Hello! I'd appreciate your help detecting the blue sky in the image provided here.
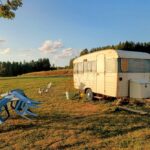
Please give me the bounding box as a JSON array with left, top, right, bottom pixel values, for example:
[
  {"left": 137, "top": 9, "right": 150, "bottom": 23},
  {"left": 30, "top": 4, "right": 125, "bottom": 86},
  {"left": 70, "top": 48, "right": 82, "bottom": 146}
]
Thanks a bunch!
[{"left": 0, "top": 0, "right": 150, "bottom": 66}]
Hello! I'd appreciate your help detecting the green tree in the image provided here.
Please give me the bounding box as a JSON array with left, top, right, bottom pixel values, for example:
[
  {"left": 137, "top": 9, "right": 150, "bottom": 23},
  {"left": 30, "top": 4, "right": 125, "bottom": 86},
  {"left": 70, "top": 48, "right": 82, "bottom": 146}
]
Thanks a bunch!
[{"left": 0, "top": 0, "right": 22, "bottom": 19}]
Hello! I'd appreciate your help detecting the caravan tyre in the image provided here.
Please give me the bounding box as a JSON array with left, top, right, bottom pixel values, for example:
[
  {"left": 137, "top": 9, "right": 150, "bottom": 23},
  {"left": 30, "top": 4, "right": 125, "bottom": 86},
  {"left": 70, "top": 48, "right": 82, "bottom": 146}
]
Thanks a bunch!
[{"left": 86, "top": 89, "right": 93, "bottom": 101}]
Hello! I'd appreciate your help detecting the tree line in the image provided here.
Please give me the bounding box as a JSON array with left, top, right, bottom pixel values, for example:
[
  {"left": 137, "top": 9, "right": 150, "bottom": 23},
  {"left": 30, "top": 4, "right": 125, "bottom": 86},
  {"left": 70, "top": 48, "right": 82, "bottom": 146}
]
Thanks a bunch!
[{"left": 0, "top": 58, "right": 56, "bottom": 76}]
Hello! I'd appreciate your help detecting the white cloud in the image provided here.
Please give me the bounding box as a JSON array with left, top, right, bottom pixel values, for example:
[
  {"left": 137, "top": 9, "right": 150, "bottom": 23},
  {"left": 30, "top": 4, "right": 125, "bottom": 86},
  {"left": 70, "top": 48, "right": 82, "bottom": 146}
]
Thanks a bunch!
[
  {"left": 0, "top": 40, "right": 6, "bottom": 43},
  {"left": 39, "top": 40, "right": 63, "bottom": 53},
  {"left": 58, "top": 48, "right": 72, "bottom": 58},
  {"left": 0, "top": 48, "right": 10, "bottom": 55}
]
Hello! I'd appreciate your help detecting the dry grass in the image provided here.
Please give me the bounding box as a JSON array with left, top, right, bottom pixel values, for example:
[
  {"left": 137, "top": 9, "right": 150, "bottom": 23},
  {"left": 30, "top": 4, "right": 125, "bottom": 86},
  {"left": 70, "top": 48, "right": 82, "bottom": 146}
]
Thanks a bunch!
[{"left": 0, "top": 77, "right": 150, "bottom": 150}]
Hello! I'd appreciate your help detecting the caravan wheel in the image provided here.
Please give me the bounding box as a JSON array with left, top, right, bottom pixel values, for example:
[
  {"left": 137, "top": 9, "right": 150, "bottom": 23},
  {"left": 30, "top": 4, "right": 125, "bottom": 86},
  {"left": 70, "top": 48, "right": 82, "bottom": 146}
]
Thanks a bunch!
[{"left": 86, "top": 89, "right": 93, "bottom": 101}]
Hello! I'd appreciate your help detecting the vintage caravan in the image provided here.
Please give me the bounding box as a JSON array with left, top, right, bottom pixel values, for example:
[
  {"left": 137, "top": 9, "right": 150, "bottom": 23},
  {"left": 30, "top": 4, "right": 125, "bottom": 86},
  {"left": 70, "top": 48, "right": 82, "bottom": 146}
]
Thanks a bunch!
[{"left": 73, "top": 49, "right": 150, "bottom": 100}]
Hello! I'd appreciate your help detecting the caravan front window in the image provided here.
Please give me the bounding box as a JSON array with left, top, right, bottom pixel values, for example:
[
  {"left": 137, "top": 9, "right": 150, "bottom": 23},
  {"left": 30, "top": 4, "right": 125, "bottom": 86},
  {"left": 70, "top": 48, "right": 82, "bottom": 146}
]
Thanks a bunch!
[{"left": 118, "top": 58, "right": 150, "bottom": 73}]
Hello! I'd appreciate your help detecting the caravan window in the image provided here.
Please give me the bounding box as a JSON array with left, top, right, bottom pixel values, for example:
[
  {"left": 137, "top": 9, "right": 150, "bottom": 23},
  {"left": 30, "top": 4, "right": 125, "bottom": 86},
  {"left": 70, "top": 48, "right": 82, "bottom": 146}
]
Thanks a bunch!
[
  {"left": 105, "top": 58, "right": 117, "bottom": 73},
  {"left": 118, "top": 58, "right": 150, "bottom": 73},
  {"left": 73, "top": 63, "right": 78, "bottom": 73},
  {"left": 78, "top": 62, "right": 83, "bottom": 73}
]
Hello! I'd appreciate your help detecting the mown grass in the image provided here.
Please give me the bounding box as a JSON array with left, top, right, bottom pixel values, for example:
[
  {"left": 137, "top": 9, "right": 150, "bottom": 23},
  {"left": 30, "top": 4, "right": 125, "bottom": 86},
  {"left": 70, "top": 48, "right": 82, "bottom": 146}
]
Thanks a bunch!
[{"left": 0, "top": 77, "right": 150, "bottom": 150}]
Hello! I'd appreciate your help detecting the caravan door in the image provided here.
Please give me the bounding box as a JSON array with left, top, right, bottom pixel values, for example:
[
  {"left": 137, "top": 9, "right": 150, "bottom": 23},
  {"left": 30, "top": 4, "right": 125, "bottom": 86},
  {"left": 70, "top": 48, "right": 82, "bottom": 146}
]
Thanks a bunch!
[{"left": 97, "top": 54, "right": 105, "bottom": 94}]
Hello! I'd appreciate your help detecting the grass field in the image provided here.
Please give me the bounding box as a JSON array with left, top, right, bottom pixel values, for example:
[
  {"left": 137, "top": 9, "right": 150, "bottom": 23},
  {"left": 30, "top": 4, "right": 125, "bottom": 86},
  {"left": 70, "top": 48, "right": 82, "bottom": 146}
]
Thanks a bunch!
[{"left": 0, "top": 77, "right": 150, "bottom": 150}]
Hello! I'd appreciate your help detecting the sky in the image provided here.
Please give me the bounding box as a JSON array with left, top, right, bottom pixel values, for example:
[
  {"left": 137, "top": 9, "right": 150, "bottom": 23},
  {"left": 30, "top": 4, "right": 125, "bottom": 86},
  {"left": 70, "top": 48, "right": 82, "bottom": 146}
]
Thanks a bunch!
[{"left": 0, "top": 0, "right": 150, "bottom": 66}]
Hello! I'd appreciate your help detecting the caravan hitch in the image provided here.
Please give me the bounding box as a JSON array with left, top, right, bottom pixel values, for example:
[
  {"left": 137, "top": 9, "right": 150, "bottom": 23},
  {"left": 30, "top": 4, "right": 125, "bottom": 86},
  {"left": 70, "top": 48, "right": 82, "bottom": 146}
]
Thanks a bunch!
[{"left": 0, "top": 89, "right": 40, "bottom": 124}]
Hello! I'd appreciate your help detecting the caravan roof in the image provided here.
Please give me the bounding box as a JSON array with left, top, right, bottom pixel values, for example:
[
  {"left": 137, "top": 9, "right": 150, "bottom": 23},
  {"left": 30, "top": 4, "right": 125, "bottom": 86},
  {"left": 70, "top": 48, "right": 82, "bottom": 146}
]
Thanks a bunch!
[{"left": 74, "top": 49, "right": 150, "bottom": 62}]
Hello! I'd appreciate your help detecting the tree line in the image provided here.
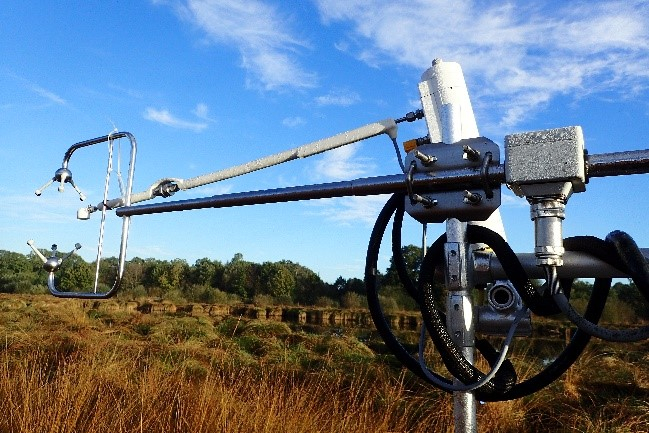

# # # # # # #

**DIRECTIONS FOR THIS TASK:**
Count the lines of the material above that contain the string "grass", with case counting, and give only the number.

**RESULT OF THIS EXERCISE:**
3